• _Task statement_
Nothing but the lines from the one containing "[find] the green stem" through the end of the data below may appear in the response, each one exact.

(Extracted data begins)

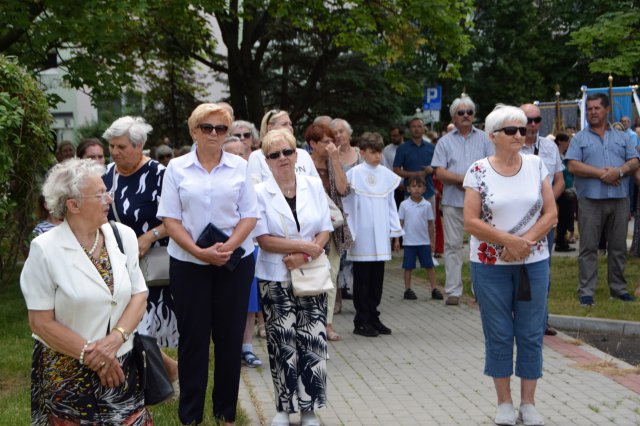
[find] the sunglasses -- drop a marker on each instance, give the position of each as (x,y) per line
(105,197)
(207,129)
(242,135)
(271,114)
(275,155)
(512,130)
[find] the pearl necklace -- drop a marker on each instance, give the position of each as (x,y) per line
(95,243)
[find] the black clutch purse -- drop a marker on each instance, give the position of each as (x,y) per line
(212,235)
(153,375)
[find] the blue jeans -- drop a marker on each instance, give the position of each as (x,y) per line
(504,318)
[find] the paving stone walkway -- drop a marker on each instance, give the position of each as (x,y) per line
(429,372)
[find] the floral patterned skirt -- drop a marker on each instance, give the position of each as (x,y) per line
(63,392)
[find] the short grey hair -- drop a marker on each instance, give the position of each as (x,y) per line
(252,128)
(345,123)
(135,128)
(501,114)
(163,150)
(458,102)
(65,180)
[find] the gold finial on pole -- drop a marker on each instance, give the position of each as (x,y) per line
(611,98)
(558,126)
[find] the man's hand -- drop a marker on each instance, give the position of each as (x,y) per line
(611,176)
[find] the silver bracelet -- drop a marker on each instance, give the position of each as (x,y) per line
(82,352)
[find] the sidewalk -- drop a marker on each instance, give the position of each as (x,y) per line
(429,372)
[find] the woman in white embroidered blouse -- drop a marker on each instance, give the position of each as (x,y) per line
(509,209)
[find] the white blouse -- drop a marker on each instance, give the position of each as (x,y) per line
(509,203)
(196,198)
(277,219)
(59,276)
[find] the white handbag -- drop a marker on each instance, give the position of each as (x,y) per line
(337,219)
(155,263)
(313,278)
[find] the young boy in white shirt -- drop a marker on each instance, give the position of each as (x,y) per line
(372,217)
(416,218)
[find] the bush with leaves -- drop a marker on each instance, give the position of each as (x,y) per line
(26,145)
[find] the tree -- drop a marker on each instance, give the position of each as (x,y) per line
(257,32)
(521,52)
(26,143)
(109,42)
(612,43)
(170,97)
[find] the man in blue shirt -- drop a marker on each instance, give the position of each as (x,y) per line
(601,159)
(413,158)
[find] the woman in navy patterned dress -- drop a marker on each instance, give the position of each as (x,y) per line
(136,183)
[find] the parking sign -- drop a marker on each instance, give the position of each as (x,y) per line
(432,100)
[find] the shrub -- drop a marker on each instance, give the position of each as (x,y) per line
(26,145)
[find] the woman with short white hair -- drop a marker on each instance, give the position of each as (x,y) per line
(509,209)
(204,189)
(85,298)
(247,133)
(293,229)
(135,181)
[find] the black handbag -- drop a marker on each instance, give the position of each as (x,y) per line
(154,378)
(211,235)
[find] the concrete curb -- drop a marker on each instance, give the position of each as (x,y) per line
(600,325)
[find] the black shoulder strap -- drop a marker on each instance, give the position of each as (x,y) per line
(117,235)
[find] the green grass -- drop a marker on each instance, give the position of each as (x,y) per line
(16,345)
(16,342)
(563,299)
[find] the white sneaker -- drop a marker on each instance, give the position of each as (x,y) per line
(505,414)
(309,418)
(530,416)
(280,419)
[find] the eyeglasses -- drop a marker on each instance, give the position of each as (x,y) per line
(242,135)
(326,141)
(275,155)
(271,114)
(512,130)
(207,129)
(105,197)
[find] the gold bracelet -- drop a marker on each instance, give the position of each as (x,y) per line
(82,352)
(123,332)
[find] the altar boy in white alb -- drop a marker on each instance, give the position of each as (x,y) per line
(373,219)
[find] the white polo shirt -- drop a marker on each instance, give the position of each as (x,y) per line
(416,217)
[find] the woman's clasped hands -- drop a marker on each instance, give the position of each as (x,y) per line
(100,356)
(308,249)
(517,249)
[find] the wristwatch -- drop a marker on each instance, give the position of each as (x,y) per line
(125,334)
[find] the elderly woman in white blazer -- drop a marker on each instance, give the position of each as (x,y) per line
(293,228)
(85,298)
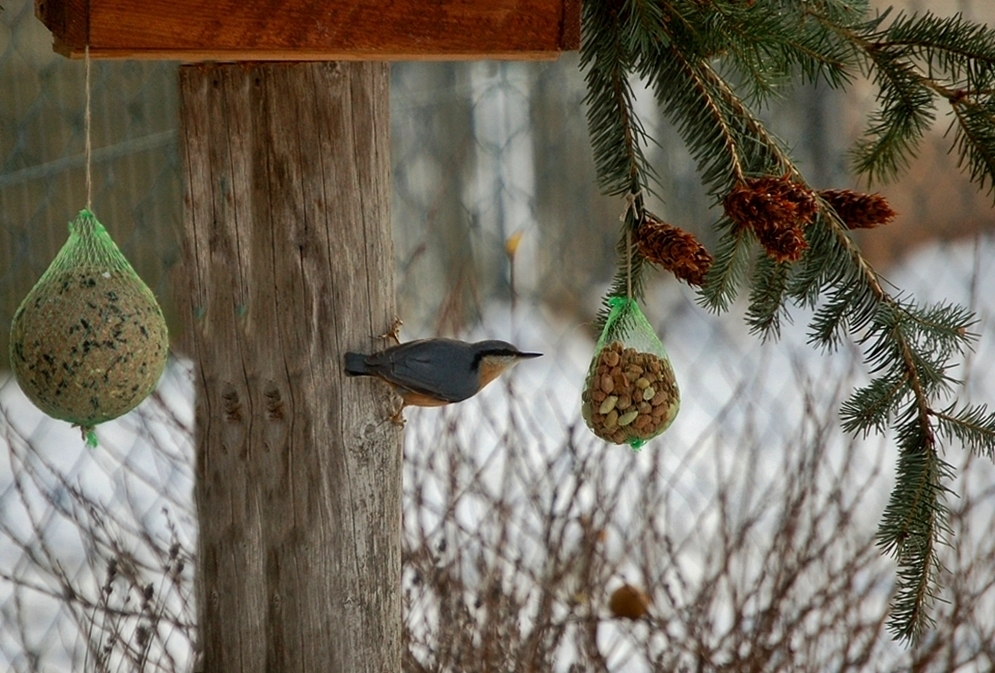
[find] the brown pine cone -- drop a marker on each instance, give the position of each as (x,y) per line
(770,202)
(674,249)
(784,245)
(857,210)
(776,210)
(628,602)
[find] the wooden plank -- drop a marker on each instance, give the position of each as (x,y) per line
(297,30)
(289,258)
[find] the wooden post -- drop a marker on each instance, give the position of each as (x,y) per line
(289,259)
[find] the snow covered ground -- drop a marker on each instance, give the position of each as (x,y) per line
(736,392)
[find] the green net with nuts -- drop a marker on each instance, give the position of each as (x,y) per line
(89,341)
(630,394)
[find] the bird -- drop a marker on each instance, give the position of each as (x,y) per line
(436,372)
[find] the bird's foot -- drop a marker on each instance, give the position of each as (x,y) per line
(392,332)
(397,418)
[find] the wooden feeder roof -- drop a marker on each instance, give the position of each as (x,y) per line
(309,30)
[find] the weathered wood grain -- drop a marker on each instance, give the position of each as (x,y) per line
(290,263)
(194,30)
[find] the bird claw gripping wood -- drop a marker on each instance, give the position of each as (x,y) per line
(392,333)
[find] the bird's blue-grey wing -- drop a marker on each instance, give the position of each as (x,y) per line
(425,369)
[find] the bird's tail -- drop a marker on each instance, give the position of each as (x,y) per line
(355,364)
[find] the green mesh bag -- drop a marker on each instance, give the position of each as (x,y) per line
(630,394)
(89,342)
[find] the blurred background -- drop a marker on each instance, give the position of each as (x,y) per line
(748,526)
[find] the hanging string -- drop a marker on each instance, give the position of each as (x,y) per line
(628,261)
(86,132)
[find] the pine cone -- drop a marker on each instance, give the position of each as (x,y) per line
(784,245)
(859,211)
(776,210)
(674,249)
(629,602)
(769,202)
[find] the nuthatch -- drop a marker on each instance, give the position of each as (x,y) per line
(434,372)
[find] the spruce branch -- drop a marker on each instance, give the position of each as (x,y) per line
(706,63)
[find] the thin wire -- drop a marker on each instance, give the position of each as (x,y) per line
(86,133)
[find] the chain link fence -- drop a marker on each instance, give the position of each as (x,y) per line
(749,525)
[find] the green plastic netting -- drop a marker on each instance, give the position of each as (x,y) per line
(89,341)
(630,394)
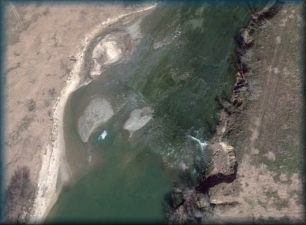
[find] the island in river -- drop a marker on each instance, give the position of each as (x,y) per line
(163,94)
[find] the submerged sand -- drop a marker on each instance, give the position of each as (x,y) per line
(55,171)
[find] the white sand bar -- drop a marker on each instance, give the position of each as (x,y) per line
(97,112)
(53,158)
(138,118)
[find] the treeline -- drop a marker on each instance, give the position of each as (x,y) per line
(20,197)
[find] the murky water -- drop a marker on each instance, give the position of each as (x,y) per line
(182,69)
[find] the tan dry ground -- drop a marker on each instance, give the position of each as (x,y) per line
(266,133)
(40,40)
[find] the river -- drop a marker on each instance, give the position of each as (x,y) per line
(176,67)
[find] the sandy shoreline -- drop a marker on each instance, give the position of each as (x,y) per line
(53,158)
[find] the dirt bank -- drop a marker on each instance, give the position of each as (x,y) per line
(41,75)
(263,123)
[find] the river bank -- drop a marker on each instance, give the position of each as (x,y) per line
(247,181)
(55,172)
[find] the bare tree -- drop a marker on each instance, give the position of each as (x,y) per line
(20,196)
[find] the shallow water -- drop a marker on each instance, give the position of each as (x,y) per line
(182,69)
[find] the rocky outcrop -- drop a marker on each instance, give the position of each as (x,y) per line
(198,206)
(223,167)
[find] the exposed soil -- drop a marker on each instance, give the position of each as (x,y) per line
(265,129)
(41,43)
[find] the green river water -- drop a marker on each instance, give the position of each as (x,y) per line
(127,179)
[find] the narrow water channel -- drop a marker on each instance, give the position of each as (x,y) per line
(178,70)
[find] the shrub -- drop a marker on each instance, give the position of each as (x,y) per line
(20,196)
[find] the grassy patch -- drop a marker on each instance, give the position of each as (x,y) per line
(262,204)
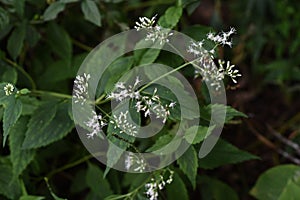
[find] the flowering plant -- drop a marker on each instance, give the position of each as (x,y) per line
(149,113)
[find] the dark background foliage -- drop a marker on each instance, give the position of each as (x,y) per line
(43,43)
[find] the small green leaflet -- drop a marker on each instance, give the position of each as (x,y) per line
(49,123)
(12,111)
(99,186)
(9,186)
(177,189)
(91,12)
(20,158)
(188,163)
(224,153)
(53,10)
(201,133)
(16,41)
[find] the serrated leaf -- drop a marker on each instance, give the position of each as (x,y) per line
(10,75)
(55,197)
(201,133)
(280,183)
(48,125)
(160,142)
(16,41)
(171,17)
(30,104)
(91,12)
(224,153)
(30,197)
(12,112)
(188,163)
(19,6)
(121,140)
(53,10)
(177,189)
(219,111)
(60,42)
(20,158)
(4,19)
(215,189)
(9,186)
(97,184)
(32,36)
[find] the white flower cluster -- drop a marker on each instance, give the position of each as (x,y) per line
(93,124)
(155,185)
(154,33)
(123,125)
(204,63)
(147,104)
(222,38)
(153,104)
(136,162)
(144,23)
(81,88)
(123,92)
(229,71)
(9,89)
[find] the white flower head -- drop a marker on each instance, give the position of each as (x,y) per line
(9,89)
(222,38)
(121,123)
(94,125)
(144,22)
(80,92)
(138,163)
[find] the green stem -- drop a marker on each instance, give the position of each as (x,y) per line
(54,94)
(166,74)
(18,67)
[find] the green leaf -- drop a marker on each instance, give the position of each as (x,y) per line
(177,189)
(16,41)
(20,158)
(91,12)
(49,123)
(280,183)
(95,181)
(12,112)
(9,74)
(224,153)
(188,163)
(60,42)
(30,104)
(202,133)
(19,6)
(53,10)
(32,36)
(219,118)
(9,186)
(160,142)
(4,19)
(171,17)
(55,197)
(215,189)
(30,197)
(146,55)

(Extracted data ends)

• _Reply_
[find] the green stem -- drop a marker on each instance, give the position of each as (x,y) per line
(54,94)
(166,74)
(18,67)
[find] the green leaf -- drop a marker on each instance, give the position of each as (x,y) per line
(177,189)
(16,41)
(20,158)
(91,12)
(49,123)
(280,183)
(95,181)
(12,112)
(9,74)
(224,153)
(188,163)
(60,42)
(30,104)
(202,133)
(19,6)
(53,10)
(32,36)
(219,118)
(9,186)
(160,142)
(4,19)
(171,17)
(55,197)
(215,189)
(30,197)
(146,55)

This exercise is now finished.